THE PROBLEM: List the lines of this listing that hold the word "sitting".

TASK MATERIAL:
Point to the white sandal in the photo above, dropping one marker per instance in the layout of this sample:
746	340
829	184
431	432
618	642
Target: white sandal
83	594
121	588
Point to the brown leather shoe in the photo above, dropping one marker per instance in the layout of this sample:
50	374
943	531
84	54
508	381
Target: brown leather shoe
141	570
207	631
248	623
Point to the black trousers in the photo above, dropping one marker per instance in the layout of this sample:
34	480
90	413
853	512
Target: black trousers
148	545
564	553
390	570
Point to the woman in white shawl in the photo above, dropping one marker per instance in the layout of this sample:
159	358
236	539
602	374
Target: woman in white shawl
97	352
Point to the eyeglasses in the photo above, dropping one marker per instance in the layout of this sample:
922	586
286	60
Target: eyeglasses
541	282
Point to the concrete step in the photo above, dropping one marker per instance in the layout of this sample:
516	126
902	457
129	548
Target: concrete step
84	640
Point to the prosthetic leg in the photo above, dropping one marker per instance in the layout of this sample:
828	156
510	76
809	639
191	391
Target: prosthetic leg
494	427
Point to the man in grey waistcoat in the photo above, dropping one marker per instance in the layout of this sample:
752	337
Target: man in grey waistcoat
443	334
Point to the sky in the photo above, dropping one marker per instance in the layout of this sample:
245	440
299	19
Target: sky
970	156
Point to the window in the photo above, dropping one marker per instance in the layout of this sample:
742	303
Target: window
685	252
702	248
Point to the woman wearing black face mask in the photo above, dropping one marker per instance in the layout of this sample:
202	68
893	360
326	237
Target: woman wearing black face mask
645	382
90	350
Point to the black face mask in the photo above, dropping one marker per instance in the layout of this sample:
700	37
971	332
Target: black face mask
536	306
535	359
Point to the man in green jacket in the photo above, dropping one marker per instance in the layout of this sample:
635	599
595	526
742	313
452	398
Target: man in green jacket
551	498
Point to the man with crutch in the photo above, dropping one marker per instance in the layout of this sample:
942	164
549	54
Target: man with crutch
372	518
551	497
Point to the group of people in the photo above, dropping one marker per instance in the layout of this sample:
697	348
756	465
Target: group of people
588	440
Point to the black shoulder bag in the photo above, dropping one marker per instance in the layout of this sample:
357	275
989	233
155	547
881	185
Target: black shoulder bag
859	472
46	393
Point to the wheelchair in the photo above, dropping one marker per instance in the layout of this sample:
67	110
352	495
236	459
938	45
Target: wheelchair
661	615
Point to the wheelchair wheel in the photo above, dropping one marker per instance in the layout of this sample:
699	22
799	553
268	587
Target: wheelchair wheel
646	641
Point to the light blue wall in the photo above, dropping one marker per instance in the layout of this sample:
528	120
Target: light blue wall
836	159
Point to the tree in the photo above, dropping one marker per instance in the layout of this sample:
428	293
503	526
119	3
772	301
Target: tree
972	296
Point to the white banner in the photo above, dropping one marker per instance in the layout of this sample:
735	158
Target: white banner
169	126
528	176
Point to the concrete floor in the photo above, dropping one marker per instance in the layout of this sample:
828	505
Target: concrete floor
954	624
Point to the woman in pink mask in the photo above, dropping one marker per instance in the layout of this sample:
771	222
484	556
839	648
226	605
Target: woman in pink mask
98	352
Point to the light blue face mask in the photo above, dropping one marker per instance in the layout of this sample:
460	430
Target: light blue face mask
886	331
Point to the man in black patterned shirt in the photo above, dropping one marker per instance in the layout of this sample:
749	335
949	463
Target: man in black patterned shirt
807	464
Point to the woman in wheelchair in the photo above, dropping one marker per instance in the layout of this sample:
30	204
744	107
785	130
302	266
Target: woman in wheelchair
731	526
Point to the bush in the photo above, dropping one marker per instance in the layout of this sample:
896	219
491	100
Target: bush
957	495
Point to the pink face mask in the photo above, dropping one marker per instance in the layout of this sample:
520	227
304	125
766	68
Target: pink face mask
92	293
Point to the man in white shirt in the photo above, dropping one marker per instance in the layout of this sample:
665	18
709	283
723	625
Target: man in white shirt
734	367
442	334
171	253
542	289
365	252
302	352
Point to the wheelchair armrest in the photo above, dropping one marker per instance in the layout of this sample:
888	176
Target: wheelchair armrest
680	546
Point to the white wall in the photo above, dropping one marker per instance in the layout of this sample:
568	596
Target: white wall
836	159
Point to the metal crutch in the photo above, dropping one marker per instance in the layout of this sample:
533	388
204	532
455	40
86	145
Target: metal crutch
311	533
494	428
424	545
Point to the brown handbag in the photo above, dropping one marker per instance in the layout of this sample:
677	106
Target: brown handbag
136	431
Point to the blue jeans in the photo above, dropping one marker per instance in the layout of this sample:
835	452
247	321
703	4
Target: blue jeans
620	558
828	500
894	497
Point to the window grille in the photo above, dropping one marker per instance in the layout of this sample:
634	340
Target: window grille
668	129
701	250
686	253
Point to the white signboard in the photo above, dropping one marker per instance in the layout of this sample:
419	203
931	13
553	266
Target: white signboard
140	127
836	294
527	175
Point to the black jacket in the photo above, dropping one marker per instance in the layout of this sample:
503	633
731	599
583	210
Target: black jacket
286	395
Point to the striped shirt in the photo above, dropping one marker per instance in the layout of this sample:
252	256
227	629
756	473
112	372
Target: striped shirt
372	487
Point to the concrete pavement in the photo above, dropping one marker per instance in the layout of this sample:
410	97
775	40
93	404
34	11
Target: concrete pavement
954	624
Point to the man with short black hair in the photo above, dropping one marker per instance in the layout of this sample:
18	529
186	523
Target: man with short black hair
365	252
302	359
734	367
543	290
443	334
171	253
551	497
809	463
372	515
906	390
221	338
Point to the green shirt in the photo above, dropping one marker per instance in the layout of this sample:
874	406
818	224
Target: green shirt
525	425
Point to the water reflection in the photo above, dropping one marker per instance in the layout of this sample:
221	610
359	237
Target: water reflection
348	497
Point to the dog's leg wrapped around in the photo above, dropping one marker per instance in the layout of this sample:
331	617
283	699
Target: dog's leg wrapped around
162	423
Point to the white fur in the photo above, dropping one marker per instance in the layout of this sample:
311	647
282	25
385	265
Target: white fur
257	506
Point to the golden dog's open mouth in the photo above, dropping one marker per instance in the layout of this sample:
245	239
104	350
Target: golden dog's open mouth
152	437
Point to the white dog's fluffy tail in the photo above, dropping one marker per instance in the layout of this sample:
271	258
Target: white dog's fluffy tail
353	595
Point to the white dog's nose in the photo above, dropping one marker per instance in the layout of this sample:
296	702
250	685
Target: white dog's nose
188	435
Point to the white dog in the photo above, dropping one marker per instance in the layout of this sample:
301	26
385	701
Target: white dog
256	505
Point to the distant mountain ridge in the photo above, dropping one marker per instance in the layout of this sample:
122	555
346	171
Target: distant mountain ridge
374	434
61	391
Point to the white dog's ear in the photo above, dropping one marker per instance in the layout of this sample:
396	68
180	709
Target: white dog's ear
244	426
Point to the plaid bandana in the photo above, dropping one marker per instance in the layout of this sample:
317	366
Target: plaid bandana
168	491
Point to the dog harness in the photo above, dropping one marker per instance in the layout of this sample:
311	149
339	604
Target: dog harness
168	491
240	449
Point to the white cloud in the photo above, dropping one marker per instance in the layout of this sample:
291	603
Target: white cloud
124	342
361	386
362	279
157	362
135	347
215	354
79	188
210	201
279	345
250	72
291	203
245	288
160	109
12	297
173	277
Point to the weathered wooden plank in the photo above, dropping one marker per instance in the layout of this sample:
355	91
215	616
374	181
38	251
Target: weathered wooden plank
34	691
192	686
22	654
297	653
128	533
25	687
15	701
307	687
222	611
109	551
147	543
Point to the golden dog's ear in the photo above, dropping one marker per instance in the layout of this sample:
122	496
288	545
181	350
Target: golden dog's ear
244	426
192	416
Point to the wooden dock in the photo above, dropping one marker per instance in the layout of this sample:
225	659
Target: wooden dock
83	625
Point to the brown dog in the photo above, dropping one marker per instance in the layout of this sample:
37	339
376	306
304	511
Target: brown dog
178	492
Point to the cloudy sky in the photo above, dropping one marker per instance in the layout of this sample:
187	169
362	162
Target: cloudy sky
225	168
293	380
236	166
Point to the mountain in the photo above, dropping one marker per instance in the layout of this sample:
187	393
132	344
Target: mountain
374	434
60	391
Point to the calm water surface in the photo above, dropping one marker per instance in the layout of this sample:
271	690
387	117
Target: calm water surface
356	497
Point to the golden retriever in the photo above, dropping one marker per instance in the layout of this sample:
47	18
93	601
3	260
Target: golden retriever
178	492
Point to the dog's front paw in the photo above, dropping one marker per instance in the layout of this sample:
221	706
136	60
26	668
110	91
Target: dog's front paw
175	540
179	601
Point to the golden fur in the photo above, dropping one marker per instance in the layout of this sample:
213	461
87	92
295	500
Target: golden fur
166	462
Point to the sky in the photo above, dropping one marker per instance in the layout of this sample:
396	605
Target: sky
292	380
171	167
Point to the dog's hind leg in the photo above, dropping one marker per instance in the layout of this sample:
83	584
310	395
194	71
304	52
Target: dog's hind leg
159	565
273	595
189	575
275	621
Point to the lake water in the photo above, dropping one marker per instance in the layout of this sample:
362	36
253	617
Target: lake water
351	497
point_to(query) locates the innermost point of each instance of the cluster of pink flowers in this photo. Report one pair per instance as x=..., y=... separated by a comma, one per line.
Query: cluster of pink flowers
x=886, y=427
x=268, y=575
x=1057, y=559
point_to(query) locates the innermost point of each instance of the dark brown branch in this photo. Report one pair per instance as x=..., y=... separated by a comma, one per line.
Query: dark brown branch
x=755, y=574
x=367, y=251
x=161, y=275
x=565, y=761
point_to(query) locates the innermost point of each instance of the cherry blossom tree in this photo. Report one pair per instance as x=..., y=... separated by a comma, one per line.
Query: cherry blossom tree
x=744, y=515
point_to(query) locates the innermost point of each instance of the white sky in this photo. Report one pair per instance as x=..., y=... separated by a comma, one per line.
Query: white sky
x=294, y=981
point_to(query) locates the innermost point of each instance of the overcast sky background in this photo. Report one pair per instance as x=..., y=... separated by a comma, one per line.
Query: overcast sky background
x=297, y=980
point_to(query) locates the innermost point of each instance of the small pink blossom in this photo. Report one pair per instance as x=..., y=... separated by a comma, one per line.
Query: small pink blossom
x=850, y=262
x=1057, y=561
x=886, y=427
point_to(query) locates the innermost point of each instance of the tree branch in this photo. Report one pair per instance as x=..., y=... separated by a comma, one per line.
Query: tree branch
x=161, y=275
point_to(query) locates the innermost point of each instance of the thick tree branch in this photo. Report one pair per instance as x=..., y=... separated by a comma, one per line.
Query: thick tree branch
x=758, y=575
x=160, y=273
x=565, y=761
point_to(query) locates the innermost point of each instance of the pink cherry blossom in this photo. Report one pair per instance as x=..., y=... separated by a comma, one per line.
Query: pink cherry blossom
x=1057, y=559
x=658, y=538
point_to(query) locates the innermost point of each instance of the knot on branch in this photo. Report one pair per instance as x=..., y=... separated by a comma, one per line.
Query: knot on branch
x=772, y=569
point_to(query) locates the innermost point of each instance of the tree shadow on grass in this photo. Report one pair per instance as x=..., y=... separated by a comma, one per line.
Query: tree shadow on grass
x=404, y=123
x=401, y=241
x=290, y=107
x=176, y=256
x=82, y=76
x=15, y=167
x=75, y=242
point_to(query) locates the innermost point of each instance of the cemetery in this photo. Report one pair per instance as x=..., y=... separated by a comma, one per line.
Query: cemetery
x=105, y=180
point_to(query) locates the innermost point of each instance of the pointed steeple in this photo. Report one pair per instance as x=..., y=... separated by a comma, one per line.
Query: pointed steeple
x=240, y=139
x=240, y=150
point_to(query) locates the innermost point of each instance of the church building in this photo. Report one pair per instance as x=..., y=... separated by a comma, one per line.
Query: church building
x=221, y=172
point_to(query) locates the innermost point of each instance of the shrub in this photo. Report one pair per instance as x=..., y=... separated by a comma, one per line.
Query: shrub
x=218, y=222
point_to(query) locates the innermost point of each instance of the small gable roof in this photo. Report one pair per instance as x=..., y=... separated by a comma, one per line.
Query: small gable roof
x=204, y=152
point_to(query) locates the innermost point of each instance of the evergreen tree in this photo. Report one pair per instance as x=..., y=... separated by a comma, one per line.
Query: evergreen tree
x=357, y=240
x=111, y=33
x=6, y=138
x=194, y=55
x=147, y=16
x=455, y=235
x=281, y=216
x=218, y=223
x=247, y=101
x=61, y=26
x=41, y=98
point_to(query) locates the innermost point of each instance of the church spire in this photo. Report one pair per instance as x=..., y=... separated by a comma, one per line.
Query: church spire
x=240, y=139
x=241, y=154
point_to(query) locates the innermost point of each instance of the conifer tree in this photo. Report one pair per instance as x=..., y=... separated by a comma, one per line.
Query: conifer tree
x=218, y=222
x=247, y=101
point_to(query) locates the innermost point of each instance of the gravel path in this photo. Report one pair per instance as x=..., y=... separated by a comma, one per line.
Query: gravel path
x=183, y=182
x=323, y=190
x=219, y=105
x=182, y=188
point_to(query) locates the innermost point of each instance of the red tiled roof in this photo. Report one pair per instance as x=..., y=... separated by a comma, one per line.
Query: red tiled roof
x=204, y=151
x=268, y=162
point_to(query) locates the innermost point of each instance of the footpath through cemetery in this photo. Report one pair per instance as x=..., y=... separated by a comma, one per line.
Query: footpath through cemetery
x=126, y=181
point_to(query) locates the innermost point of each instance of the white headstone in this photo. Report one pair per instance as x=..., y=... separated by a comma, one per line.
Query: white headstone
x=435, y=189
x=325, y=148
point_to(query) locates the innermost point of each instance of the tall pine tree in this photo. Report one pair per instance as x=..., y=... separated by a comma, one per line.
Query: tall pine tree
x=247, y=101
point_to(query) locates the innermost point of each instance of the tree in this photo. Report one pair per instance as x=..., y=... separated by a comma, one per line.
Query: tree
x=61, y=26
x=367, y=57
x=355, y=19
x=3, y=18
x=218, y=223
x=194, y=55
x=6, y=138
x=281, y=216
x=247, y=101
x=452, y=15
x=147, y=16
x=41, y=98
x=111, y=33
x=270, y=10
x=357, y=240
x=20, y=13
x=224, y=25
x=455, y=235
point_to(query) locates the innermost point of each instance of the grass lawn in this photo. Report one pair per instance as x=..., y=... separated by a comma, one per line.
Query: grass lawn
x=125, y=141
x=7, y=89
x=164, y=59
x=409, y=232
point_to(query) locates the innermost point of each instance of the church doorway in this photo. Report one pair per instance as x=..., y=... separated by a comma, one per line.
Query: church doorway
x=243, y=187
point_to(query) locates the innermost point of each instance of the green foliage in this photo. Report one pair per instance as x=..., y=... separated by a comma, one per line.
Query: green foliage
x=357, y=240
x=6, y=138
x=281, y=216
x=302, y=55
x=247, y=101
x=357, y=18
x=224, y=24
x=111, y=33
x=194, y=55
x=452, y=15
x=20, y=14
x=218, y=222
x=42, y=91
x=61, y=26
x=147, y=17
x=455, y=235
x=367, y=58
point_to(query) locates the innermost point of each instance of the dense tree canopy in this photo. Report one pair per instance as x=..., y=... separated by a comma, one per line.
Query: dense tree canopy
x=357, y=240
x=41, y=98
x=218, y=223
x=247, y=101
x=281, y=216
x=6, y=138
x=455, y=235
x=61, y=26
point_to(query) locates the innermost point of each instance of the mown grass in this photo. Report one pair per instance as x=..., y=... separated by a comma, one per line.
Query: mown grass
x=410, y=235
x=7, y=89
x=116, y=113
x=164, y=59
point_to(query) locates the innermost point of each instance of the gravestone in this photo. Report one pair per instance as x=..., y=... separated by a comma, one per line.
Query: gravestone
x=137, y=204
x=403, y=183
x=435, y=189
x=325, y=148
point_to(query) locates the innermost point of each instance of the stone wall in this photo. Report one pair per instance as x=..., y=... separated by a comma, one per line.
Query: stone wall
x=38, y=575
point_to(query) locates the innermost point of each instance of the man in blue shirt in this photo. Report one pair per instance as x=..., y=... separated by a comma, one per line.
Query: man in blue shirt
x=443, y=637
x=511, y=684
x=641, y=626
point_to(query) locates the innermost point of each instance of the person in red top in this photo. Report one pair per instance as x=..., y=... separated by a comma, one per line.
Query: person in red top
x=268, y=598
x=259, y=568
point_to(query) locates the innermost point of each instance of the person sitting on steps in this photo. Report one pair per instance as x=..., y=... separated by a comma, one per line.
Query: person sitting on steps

TASK RESPONSE:
point_to(query) locates the innermost point of each instance of the person sitting on steps in this photo. Report one pair per instance as x=..., y=... separated by a comma, one per line.
Query: person sitting on steps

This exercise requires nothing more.